Please show every line of the material below that contains the word "Target".

-- begin TASK INPUT --

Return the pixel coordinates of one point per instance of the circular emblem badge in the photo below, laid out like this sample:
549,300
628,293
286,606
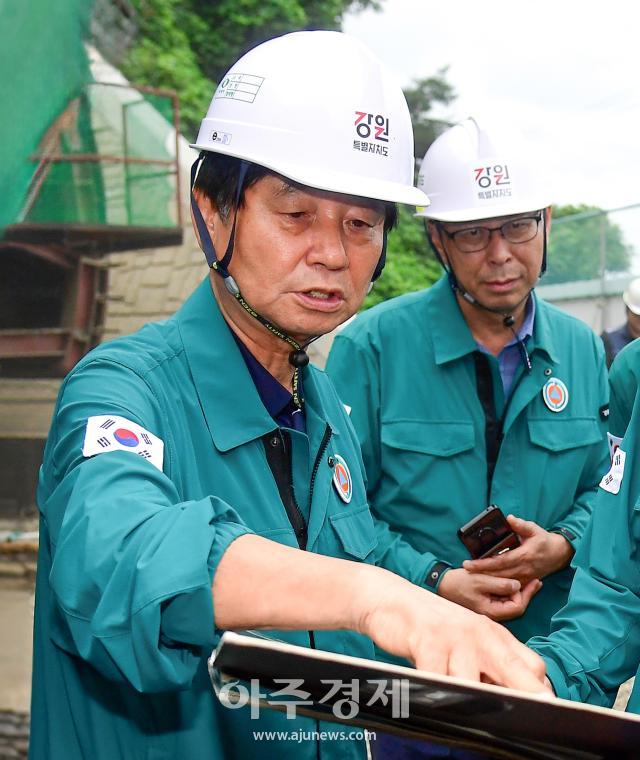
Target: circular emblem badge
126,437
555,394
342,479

-- end TASK INPUT --
-- begin TASK INPUT --

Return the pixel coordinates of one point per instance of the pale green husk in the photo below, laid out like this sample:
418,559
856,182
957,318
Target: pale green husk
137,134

-- end TASK INPUT --
-- begin TASK INPUT --

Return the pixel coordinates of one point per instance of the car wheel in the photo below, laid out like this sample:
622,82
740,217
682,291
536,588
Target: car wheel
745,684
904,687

-- end TASK INPUT --

- **RESULT FOR THIS EXERCISE**
Target: circular emblem badge
Target: pale green husk
Target: car wheel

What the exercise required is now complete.